SUMMARY. Though ants are by far the most difficult pests to control in homes and many other types of buildings, keep these lessons I’ve learned in mind:
Identify the ant as each type/species has its preferred nesting sites and habits.
Wherever possible, locate and treat colonies directly for immediate and longer-term control.
Sometimes, you may need to follow a trail dozens, even hundreds, of feet to locate the offending colony.
Most of the difficult pest species have multiple queens and subcolonies. Don’t stop when you find one or two. Extend your inspection to the edges of the property when necessary.
Inspect corners, edges and other structural guidelines for ant trails. Remember ants use these guidelines for much of their trails.
Pull grass, ivy and other vegetation away from walls, foundations and trees to look for hidden colonies.
Focus inspections on the most likely sites to find your target ant. For carpenter ants and acrobat ants, think wood. For soil-nesting ants like fire and pavement ants, look for piles of displaced soil. For Argentine, OHA and crazy ants, look at piles, leaf litter and mulch for subcolonies.
Look in and under every potted plant or item on the ground outside.
Carry treatment materials and equipment with you while inspecting for ants. When a colony is uncovered, you’ll want to treat it directly, otherwise the ants may move the colony in the minutes it takes you to get back with your equipment.
Baits can be an effective tool, especially for Pharaoh and rover ants, but avoid becoming too reliant on them. Use baits to supplement direct colony treatments or when the offending colony cannot be located or is not within reach (e.g., high in a tree or on an adjacent property).
Bait Pharaoh ants indoors and outdoors.
Treat trails where appropriate to help prevent ants from invading inside—especially helpful when the offending colonies are not accessible.
Perimeter treatments are useful tools to help deter ants from entering, especially with high ant activity (e.g., Argentine ants, crazy ants). Perimeter treatments, however, should be combined with finding and treating as many colonies as possible. The fewer ant colonies on a property, the less likely ants will invade the structure.

◆ ◆ ◆ ◆ ◆ ◆ ◆

## EXERCISE DETAILS
Copy out the full ant control summary word for word. Work only from the ant control summary above.

◆ ◆ ◆ ◆ ◆ ◆ ◆

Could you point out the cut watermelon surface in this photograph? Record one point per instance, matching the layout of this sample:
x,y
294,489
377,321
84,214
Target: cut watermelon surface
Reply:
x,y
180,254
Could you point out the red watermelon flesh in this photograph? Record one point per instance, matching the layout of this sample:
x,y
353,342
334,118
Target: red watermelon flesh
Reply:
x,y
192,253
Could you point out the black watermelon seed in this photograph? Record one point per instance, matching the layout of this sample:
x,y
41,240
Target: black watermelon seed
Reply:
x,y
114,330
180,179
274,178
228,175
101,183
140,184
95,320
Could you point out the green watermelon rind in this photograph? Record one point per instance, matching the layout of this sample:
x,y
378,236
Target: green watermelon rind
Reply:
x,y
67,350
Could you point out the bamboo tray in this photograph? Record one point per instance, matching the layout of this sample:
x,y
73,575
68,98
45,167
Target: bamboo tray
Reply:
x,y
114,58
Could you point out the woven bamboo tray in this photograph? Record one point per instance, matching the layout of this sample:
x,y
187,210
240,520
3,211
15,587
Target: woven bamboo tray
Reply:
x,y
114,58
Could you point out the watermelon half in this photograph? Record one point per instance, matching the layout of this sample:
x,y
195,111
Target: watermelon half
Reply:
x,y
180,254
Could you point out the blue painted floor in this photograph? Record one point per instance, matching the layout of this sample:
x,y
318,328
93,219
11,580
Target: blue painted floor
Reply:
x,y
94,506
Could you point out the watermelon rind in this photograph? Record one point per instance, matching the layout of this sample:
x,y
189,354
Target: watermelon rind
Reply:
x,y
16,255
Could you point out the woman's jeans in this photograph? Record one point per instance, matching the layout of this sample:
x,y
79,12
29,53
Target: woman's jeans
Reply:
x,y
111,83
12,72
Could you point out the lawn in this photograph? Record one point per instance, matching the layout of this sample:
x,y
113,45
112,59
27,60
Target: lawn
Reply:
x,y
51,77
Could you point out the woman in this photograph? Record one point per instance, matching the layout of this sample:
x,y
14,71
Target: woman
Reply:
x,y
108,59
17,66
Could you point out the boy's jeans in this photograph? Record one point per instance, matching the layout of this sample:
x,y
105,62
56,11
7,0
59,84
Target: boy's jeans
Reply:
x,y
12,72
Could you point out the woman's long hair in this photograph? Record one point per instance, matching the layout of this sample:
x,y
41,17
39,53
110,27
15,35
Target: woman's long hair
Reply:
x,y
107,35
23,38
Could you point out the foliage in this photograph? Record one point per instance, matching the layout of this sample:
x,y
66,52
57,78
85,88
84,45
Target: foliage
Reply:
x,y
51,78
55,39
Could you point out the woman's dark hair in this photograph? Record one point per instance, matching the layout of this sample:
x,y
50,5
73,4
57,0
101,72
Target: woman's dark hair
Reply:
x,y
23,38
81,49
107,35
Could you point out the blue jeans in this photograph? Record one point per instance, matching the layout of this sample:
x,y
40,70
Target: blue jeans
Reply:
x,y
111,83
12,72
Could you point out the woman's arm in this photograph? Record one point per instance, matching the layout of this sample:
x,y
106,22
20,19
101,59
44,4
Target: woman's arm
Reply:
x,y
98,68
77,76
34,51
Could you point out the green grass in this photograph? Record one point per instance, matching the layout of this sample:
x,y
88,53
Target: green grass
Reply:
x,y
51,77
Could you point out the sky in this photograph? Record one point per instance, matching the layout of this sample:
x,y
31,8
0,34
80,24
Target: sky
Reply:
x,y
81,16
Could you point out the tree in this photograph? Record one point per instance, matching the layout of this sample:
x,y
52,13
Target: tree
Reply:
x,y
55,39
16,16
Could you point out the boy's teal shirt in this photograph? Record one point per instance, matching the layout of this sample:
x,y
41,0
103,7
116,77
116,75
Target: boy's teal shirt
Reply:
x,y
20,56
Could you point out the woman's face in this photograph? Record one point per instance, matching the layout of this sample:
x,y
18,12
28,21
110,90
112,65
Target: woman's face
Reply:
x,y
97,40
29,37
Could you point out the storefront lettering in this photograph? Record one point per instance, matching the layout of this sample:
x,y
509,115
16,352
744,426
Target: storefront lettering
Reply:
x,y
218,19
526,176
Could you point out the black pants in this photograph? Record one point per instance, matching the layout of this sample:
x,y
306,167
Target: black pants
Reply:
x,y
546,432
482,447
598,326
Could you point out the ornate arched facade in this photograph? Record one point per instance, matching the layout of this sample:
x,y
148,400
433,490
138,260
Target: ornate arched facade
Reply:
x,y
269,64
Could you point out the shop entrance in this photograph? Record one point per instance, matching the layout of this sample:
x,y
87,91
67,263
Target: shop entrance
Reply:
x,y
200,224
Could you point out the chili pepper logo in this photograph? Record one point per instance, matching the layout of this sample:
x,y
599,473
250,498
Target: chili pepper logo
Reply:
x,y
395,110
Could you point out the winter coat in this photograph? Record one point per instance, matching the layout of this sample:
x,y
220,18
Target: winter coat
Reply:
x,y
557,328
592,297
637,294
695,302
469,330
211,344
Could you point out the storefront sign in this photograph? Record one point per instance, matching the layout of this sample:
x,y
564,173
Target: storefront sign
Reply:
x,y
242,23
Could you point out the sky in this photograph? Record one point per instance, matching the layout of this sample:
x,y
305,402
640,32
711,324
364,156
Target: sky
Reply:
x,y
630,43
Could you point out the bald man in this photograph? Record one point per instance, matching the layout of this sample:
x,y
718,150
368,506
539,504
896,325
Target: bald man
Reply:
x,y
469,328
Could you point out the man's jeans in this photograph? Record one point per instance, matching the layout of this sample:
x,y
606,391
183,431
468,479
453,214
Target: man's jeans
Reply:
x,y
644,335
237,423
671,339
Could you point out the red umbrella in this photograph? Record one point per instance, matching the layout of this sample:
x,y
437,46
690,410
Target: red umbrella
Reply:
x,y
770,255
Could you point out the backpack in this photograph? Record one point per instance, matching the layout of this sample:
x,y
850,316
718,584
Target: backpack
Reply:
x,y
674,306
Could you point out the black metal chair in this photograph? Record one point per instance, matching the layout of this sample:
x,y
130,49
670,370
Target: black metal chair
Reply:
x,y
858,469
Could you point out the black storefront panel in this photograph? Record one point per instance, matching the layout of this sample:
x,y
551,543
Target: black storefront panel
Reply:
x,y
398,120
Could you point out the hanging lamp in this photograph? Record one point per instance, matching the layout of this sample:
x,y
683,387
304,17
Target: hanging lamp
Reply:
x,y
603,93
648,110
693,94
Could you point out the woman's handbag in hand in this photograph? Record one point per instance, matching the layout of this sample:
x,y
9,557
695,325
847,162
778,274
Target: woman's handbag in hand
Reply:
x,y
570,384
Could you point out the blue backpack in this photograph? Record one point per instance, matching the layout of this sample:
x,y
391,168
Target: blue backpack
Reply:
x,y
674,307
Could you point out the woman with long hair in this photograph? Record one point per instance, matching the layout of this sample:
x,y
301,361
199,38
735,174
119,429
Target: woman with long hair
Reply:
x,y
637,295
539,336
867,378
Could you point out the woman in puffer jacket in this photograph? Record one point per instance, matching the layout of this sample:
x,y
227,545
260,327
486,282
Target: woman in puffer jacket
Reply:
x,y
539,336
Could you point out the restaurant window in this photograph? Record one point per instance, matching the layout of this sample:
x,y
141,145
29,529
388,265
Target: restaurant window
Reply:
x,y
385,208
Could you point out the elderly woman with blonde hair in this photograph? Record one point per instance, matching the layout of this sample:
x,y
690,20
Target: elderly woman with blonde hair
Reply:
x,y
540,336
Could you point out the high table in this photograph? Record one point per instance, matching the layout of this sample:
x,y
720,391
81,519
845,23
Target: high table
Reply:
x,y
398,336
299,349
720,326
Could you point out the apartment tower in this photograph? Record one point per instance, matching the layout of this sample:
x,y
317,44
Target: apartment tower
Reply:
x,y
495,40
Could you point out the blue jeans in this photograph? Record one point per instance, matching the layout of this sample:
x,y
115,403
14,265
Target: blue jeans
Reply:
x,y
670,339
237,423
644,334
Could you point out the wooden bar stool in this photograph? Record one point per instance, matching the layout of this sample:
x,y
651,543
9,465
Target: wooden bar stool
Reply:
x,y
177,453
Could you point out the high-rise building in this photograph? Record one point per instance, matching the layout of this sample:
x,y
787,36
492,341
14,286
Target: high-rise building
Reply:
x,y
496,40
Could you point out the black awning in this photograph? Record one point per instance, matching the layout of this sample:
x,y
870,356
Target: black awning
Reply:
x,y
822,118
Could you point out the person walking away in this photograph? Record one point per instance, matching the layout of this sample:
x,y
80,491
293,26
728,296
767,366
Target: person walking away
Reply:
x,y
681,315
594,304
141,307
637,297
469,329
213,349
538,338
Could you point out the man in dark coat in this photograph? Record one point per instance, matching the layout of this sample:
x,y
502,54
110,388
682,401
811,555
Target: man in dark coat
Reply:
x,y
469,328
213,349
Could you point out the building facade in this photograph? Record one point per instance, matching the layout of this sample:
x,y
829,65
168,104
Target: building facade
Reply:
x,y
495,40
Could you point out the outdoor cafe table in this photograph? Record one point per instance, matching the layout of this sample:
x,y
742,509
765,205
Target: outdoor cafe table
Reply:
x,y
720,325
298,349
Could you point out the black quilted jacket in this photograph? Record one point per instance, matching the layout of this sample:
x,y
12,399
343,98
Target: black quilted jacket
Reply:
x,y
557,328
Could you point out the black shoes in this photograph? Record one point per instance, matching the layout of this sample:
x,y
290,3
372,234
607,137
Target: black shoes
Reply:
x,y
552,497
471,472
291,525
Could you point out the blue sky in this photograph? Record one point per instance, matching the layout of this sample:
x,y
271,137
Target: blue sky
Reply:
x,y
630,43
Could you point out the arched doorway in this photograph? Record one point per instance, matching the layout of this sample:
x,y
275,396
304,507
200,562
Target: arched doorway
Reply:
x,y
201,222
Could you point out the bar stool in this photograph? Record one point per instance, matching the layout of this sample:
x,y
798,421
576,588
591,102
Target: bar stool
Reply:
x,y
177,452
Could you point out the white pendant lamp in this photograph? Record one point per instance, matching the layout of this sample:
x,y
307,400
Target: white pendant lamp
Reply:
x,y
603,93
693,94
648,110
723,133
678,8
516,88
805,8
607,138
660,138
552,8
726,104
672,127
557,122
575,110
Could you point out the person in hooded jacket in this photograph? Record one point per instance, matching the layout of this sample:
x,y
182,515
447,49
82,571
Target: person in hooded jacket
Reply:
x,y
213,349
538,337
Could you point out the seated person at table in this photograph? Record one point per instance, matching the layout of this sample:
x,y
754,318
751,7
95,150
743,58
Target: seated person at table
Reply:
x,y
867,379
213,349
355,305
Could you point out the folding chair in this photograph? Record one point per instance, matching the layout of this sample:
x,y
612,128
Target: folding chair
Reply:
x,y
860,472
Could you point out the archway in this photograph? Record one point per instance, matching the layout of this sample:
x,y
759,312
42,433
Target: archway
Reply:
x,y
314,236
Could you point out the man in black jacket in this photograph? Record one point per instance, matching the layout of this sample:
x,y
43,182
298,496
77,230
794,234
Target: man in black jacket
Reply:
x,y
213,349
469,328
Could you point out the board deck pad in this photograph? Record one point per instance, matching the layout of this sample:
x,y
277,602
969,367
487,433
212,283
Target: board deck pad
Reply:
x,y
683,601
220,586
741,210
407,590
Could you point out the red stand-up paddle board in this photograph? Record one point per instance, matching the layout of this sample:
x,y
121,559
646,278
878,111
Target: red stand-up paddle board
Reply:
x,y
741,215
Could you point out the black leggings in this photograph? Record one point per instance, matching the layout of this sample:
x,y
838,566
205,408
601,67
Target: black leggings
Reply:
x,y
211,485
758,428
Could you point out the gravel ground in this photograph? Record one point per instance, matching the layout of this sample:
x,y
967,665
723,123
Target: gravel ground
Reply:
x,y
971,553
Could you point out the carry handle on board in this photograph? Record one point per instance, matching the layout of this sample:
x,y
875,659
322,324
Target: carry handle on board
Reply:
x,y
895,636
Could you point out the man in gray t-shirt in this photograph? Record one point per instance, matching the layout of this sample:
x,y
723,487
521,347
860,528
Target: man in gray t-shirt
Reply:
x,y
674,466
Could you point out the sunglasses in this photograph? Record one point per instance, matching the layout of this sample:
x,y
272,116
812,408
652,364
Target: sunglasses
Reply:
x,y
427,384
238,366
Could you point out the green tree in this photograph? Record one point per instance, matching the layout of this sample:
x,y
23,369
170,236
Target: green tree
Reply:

◆ ◆ ◆ ◆ ◆ ◆ ◆

## TASK RESPONSE
SUMMARY. Though ants are by far the most difficult pests to control in homes and many other types of buildings, keep these lessons I’ve learned in mind:
Identify the ant as each type/species has its preferred nesting sites and habits.
Wherever possible, locate and treat colonies directly for immediate and longer-term control.
Sometimes, you may need to follow a trail dozens, even hundreds, of feet to locate the offending colony.
Most of the difficult pest species have multiple queens and subcolonies. Don’t stop when you find one or two. Extend your inspection to the edges of the property when necessary.
Inspect corners, edges and other structural guidelines for ant trails. Remember ants use these guidelines for much of their trails.
Pull grass, ivy and other vegetation away from walls, foundations and trees to look for hidden colonies.
Focus inspections on the most likely sites to find your target ant. For carpenter ants and acrobat ants, think wood. For soil-nesting ants like fire and pavement ants, look for piles of displaced soil. For Argentine, OHA and crazy ants, look at piles, leaf litter and mulch for subcolonies.
Look in and under every potted plant or item on the ground outside.
Carry treatment materials and equipment with you while inspecting for ants. When a colony is uncovered, you’ll want to treat it directly, otherwise the ants may move the colony in the minutes it takes you to get back with your equipment.
Baits can be an effective tool, especially for Pharaoh and rover ants, but avoid becoming too reliant on them. Use baits to supplement direct colony treatments or when the offending colony cannot be located or is not within reach (e.g., high in a tree or on an adjacent property).
Bait Pharaoh ants indoors and outdoors.
Treat trails where appropriate to help prevent ants from invading inside—especially helpful when the offending colonies are not accessible.
Perimeter treatments are useful tools to help deter ants from entering, especially with high ant activity (e.g., Argentine ants, crazy ants). Perimeter treatments, however, should be combined with finding and treating as many colonies as possible. The fewer ant colonies on a property, the less likely ants will invade the structure.